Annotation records

## Begin

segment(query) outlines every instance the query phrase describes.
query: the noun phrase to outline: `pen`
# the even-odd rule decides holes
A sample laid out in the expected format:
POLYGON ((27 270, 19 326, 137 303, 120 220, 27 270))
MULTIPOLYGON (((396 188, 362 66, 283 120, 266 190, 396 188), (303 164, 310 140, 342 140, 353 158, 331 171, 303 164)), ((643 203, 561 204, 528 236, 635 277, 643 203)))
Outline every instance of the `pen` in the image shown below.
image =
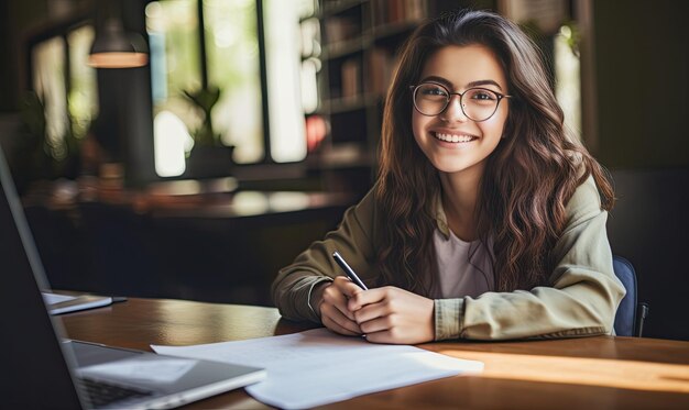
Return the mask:
POLYGON ((369 288, 367 288, 367 286, 363 285, 363 281, 361 281, 361 279, 359 279, 359 276, 357 276, 357 274, 354 273, 354 269, 349 267, 347 262, 344 262, 344 259, 342 258, 342 255, 340 255, 339 252, 335 251, 332 253, 332 258, 335 259, 335 262, 337 262, 338 265, 340 265, 340 267, 342 268, 342 270, 344 270, 344 273, 347 274, 347 277, 349 277, 351 279, 351 281, 353 281, 354 284, 359 285, 359 287, 361 289, 369 290, 369 288))

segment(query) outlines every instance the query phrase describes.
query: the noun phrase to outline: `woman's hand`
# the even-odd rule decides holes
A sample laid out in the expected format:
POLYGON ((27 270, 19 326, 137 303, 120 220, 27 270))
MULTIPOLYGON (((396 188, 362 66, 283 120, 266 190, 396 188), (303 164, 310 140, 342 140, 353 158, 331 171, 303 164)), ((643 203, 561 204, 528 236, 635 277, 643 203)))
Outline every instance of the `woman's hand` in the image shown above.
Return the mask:
POLYGON ((346 311, 353 312, 369 342, 416 344, 435 339, 431 299, 393 286, 359 290, 350 296, 346 311))
POLYGON ((325 286, 314 290, 311 299, 316 301, 317 313, 322 324, 335 333, 347 336, 360 335, 361 329, 354 320, 354 313, 347 309, 349 298, 363 290, 344 276, 338 276, 325 286))

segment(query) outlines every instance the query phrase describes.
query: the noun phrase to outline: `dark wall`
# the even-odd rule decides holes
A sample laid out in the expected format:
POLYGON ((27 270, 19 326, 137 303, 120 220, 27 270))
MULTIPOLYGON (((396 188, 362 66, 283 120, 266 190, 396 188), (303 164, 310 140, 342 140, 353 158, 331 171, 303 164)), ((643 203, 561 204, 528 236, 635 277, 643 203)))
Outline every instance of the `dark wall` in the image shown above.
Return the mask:
POLYGON ((597 157, 612 169, 613 252, 650 304, 644 336, 689 340, 689 2, 592 1, 597 157))
POLYGON ((689 166, 688 1, 592 1, 599 158, 689 166))

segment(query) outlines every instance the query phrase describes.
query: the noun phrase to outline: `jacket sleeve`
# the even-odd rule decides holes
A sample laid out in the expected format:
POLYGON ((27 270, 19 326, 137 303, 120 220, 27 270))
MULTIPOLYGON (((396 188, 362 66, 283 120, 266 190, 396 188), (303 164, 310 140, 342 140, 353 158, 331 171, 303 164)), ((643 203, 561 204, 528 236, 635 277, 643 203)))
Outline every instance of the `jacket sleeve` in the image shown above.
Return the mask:
POLYGON ((436 300, 436 339, 504 340, 612 333, 625 289, 613 272, 605 231, 608 212, 601 210, 592 178, 576 190, 567 214, 567 228, 553 250, 559 262, 550 275, 549 287, 486 292, 475 299, 436 300))
POLYGON ((320 318, 308 304, 315 285, 343 275, 331 255, 338 251, 361 279, 371 281, 374 275, 373 231, 375 203, 370 191, 357 206, 349 208, 340 225, 314 242, 296 259, 277 273, 272 285, 273 302, 280 313, 291 320, 309 320, 320 323, 320 318))

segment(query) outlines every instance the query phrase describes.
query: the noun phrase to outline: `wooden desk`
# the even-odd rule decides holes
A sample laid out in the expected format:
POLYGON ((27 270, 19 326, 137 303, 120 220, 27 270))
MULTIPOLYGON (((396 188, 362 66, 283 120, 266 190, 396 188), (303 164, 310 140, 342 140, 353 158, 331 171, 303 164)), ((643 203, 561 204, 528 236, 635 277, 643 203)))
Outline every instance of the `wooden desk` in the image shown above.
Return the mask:
MULTIPOLYGON (((63 315, 72 339, 149 350, 287 334, 308 329, 276 309, 135 299, 63 315)), ((689 409, 689 342, 635 337, 429 343, 420 347, 481 361, 480 376, 451 377, 362 396, 329 409, 689 409)), ((265 409, 243 389, 189 409, 265 409)))

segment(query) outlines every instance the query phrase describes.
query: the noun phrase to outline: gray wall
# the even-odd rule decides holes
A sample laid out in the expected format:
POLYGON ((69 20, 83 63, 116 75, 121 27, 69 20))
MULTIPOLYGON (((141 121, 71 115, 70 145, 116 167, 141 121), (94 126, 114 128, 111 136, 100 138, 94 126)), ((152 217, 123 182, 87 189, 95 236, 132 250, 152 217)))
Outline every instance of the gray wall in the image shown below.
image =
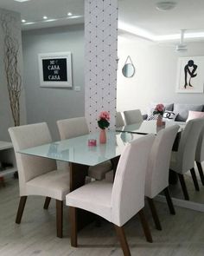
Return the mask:
MULTIPOLYGON (((21 36, 21 17, 16 12, 12 12, 0 9, 0 16, 3 13, 10 15, 15 17, 16 23, 12 27, 13 34, 20 43, 20 51, 18 55, 19 71, 22 75, 22 36, 21 36)), ((11 115, 11 110, 10 106, 9 94, 7 89, 7 81, 4 72, 3 63, 3 33, 2 30, 2 24, 0 22, 0 140, 10 141, 8 133, 8 128, 14 126, 13 118, 11 115)), ((20 113, 21 113, 21 124, 26 122, 26 110, 25 110, 25 97, 24 90, 22 88, 21 98, 20 98, 20 113)))
POLYGON ((203 94, 175 93, 177 61, 180 56, 204 56, 204 42, 188 43, 188 52, 178 54, 171 43, 152 43, 146 40, 120 36, 118 70, 118 110, 141 108, 150 102, 204 104, 203 94), (132 78, 123 76, 121 69, 131 56, 136 67, 132 78))
POLYGON ((84 26, 73 25, 22 32, 24 84, 28 123, 47 121, 54 140, 56 121, 84 114, 84 26), (73 89, 40 87, 38 54, 70 51, 73 89), (81 90, 75 91, 80 86, 81 90))

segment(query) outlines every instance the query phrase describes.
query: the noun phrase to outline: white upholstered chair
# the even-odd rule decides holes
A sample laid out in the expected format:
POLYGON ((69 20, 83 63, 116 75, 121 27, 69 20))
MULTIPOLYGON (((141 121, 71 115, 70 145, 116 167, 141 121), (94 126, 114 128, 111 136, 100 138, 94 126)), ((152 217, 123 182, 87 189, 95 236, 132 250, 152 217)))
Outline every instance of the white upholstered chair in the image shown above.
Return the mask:
MULTIPOLYGON (((89 134, 85 117, 69 118, 57 121, 57 127, 61 140, 71 139, 89 134)), ((105 179, 105 174, 112 170, 110 161, 102 162, 88 169, 88 176, 100 181, 105 179)))
POLYGON ((116 127, 118 128, 122 126, 124 126, 122 114, 121 112, 116 112, 116 127))
POLYGON ((199 135, 203 128, 202 119, 193 119, 187 122, 182 133, 178 151, 172 152, 170 170, 177 173, 185 200, 189 200, 183 174, 190 170, 195 190, 199 191, 194 172, 194 157, 199 135))
POLYGON ((56 170, 56 162, 42 157, 18 153, 19 150, 52 142, 46 122, 9 128, 14 146, 20 188, 20 203, 16 223, 20 224, 28 195, 46 197, 44 209, 51 198, 56 200, 57 236, 62 237, 63 200, 69 192, 68 171, 56 170))
POLYGON ((162 230, 162 226, 153 201, 154 197, 163 191, 169 212, 171 214, 175 214, 175 208, 169 193, 169 168, 171 150, 179 126, 175 125, 158 132, 148 161, 144 194, 158 230, 162 230))
POLYGON ((198 171, 200 174, 201 181, 204 186, 204 175, 201 163, 204 161, 204 128, 202 128, 201 135, 199 136, 198 144, 195 153, 195 161, 197 164, 198 171))
POLYGON ((152 242, 150 231, 143 213, 147 159, 155 140, 149 135, 131 141, 125 147, 116 171, 114 183, 90 182, 68 194, 71 245, 77 246, 77 208, 98 214, 114 224, 124 255, 131 255, 124 232, 124 225, 139 213, 148 241, 152 242), (94 195, 94 196, 92 196, 94 195))
POLYGON ((124 111, 126 124, 133 124, 143 121, 143 115, 140 109, 124 111))

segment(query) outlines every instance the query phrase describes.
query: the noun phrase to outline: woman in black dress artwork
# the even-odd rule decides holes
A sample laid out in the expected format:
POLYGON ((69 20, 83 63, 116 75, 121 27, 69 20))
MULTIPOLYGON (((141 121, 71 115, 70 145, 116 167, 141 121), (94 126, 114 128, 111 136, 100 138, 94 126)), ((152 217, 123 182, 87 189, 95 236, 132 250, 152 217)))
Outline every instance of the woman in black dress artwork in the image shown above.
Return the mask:
POLYGON ((186 89, 187 86, 193 87, 193 85, 190 83, 191 78, 194 78, 197 75, 197 74, 194 74, 196 71, 198 66, 194 64, 193 60, 189 60, 188 62, 188 64, 184 67, 184 74, 185 74, 185 84, 184 88, 186 89))

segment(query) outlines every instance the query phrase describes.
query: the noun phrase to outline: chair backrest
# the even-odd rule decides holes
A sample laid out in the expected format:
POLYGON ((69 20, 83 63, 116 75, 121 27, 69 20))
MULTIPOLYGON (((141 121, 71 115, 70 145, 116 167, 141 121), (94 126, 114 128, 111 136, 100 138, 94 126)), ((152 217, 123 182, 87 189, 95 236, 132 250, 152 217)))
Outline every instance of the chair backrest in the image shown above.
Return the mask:
POLYGON ((57 127, 61 140, 89 134, 87 122, 85 117, 69 118, 57 121, 57 127))
POLYGON ((140 109, 124 111, 126 124, 132 124, 143 121, 143 115, 140 109))
POLYGON ((26 194, 26 182, 56 169, 54 160, 18 153, 19 150, 52 142, 46 122, 9 128, 19 174, 20 194, 26 194))
POLYGON ((151 148, 146 178, 144 194, 154 198, 169 186, 169 168, 173 143, 179 126, 162 129, 156 135, 151 148))
POLYGON ((194 167, 196 146, 203 125, 203 119, 193 119, 187 122, 182 133, 176 154, 176 171, 178 173, 184 174, 194 167))
POLYGON ((195 161, 202 162, 204 161, 204 128, 201 129, 198 139, 198 144, 196 147, 195 161))
POLYGON ((124 126, 121 112, 116 112, 116 128, 124 126))
POLYGON ((112 221, 119 226, 144 206, 147 160, 154 140, 154 135, 135 140, 120 156, 112 194, 112 221))

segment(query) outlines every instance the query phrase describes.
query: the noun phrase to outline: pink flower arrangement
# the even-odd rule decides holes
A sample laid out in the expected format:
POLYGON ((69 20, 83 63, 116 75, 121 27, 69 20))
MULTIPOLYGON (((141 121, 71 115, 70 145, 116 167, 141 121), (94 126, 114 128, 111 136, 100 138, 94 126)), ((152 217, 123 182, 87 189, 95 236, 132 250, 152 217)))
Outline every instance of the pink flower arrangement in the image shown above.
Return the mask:
POLYGON ((165 111, 165 108, 164 108, 163 104, 157 104, 155 108, 153 114, 154 115, 161 115, 163 116, 164 111, 165 111))
POLYGON ((110 125, 110 114, 107 111, 102 111, 99 115, 99 119, 98 120, 99 127, 101 129, 105 129, 110 125))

## End

Count the lines in the material above that contain the string "chair". Reply with the number only.

4